● What is being asked:
Your task is to write out all of the records once more, exactly.

● Dataset:

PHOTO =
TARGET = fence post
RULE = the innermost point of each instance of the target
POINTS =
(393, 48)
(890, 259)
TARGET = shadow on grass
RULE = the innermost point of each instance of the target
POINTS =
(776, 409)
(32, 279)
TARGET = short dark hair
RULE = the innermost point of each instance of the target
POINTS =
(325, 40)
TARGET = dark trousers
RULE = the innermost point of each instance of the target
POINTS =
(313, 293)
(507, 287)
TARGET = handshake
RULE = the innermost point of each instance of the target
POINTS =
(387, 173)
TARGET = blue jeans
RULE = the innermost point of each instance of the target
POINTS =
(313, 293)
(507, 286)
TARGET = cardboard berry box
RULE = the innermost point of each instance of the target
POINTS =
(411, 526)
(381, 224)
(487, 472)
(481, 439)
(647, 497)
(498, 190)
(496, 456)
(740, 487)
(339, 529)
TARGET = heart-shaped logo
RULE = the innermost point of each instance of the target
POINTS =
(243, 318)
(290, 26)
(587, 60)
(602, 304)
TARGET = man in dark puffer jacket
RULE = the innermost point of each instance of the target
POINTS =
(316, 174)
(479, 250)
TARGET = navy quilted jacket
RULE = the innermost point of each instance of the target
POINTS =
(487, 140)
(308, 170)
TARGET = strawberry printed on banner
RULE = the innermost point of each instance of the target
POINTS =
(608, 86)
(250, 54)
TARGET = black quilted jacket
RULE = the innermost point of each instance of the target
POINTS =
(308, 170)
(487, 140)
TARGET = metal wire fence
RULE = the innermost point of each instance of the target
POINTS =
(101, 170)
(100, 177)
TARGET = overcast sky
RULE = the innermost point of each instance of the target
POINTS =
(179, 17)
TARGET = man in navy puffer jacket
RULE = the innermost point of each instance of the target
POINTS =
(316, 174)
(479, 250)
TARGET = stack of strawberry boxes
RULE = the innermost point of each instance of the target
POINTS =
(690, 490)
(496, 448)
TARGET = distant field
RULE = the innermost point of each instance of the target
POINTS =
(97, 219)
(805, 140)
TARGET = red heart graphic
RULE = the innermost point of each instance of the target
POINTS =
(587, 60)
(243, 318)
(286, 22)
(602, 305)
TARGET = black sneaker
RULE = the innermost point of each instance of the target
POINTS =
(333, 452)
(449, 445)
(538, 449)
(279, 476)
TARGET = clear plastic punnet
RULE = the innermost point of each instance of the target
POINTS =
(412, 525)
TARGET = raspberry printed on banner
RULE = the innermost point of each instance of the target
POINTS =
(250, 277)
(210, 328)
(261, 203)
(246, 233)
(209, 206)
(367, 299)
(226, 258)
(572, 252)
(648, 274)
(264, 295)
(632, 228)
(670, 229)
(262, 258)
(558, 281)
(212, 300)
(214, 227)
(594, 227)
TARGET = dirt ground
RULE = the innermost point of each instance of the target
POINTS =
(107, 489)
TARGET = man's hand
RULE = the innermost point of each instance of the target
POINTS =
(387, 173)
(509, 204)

● Result:
PHOTO =
TARGET = fence post
RULE = the innermost point of each instance of the target
POINTS =
(393, 48)
(890, 259)
TARGET = shadow on grass
RULE = the innermost point of each instance of the target
POINTS =
(776, 409)
(32, 279)
TARGET = short dark hair
RULE = the innermost point of each instance of the target
POINTS =
(325, 40)
TARGET = dark trousers
RULE = the innermost point of each instance of the target
POINTS =
(313, 293)
(507, 287)
TARGET = handshake
RULE = the innermost point of each instance of the target
POINTS =
(387, 173)
TARGET = blue jeans
RULE = the innermost point of each instance of the target
POINTS =
(313, 293)
(507, 286)
TARGET = cardboard berry box
RULE = the innermost point of each instance of the target
POINTS =
(411, 526)
(381, 224)
(487, 472)
(481, 439)
(647, 497)
(498, 190)
(496, 456)
(740, 487)
(339, 529)
TARGET = heart-shaped logo
RULE = the innermost point of each instance of the target
POINTS =
(243, 318)
(290, 26)
(587, 60)
(602, 304)
TARGET = man in dark puffer jacket
RULE = the innermost point of each instance of the target
POINTS =
(316, 174)
(479, 250)
TARGET = navy quilted jacket
RULE = the innermost point of each instance of the target
POINTS =
(487, 140)
(308, 170)
TARGET = strawberry printed on banner
RULE = the innermost point of each instance of the target
POINTS =
(608, 86)
(250, 54)
TARGET = black quilted jacket
RULE = the innermost point of each instance of the target
POINTS =
(308, 170)
(487, 140)
TARGET = metal wire fence
RULE = the innermost point of each instance of the target
POINTS =
(101, 170)
(100, 177)
TARGET = overcast sky
RULE = the innermost point of each instance of the target
POINTS =
(179, 17)
TARGET = man in navy puffer jacket
RULE = the innermost point of each instance of the target
POINTS =
(316, 174)
(479, 250)
TARGET = stack of strawberry boxes
RULE = the innermost point of each instance of the target
POINTS =
(690, 490)
(496, 448)
TARGET = distant field
RULE = the innermost point of each instance of the target
POINTS =
(97, 219)
(805, 140)
TARGET = red heart graphic
RULE = the innermost point of each instance of the target
POINTS =
(587, 60)
(243, 318)
(286, 22)
(602, 305)
TARGET = black sneaker
RULE = the innermost point of each instance of the target
POINTS =
(333, 452)
(449, 445)
(538, 449)
(279, 476)
TARGET = clear plastic punnet
RULE = the innermost point of each instance of the target
POINTS =
(412, 525)
TARGET = raspberry printed on banner
RULE = the innermost point of each instance of the target
POINTS =
(250, 277)
(210, 328)
(261, 203)
(246, 233)
(209, 206)
(367, 299)
(226, 258)
(572, 252)
(648, 274)
(264, 295)
(632, 228)
(670, 229)
(262, 258)
(558, 281)
(212, 300)
(214, 227)
(594, 227)
TARGET = dirt ground
RULE = the innermost point of each instance of the target
POINTS =
(107, 489)
TARGET = man's hand
RULE = the innermost point of each instance of the target
POINTS =
(387, 173)
(509, 204)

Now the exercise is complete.